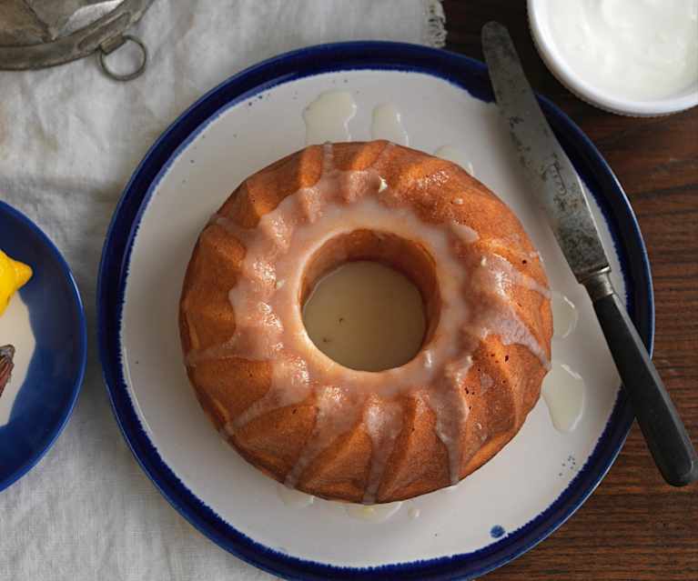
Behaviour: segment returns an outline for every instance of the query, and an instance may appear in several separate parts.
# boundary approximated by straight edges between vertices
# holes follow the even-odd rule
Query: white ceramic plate
[[[482,468],[454,488],[392,506],[383,522],[351,516],[338,503],[316,500],[300,507],[302,502],[285,499],[276,482],[221,440],[181,361],[177,306],[198,233],[246,176],[305,145],[303,109],[332,89],[349,92],[357,103],[349,125],[353,140],[371,138],[372,111],[389,102],[402,114],[410,146],[434,153],[449,145],[464,152],[476,177],[523,223],[552,289],[579,313],[573,332],[562,338],[558,328],[553,340],[556,365],[568,366],[586,384],[576,429],[555,429],[541,399],[520,434]],[[106,379],[146,471],[193,524],[242,558],[294,578],[480,575],[561,524],[620,449],[632,416],[619,398],[612,361],[591,303],[527,193],[491,101],[484,67],[465,57],[388,43],[306,49],[215,89],[173,125],[137,170],[100,269]],[[552,105],[544,107],[594,194],[592,205],[616,288],[629,291],[631,312],[650,337],[649,269],[632,210],[583,135]],[[558,367],[551,379],[560,384],[552,388],[565,389],[570,376]]]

********************

Reproduce the material from its beginning through the line containing "Query: white ceramic plate", substituting "object" for "instance" and leaving all else unchanged; omit the pictures.

## PROBLEM SOLUTION
Behaviour: segment returns an outline for every object of the query, and an object may appear in several separate parts.
# boundary approximated by straight edges between vertices
# holes follow the even-odd rule
Query: white ceramic plate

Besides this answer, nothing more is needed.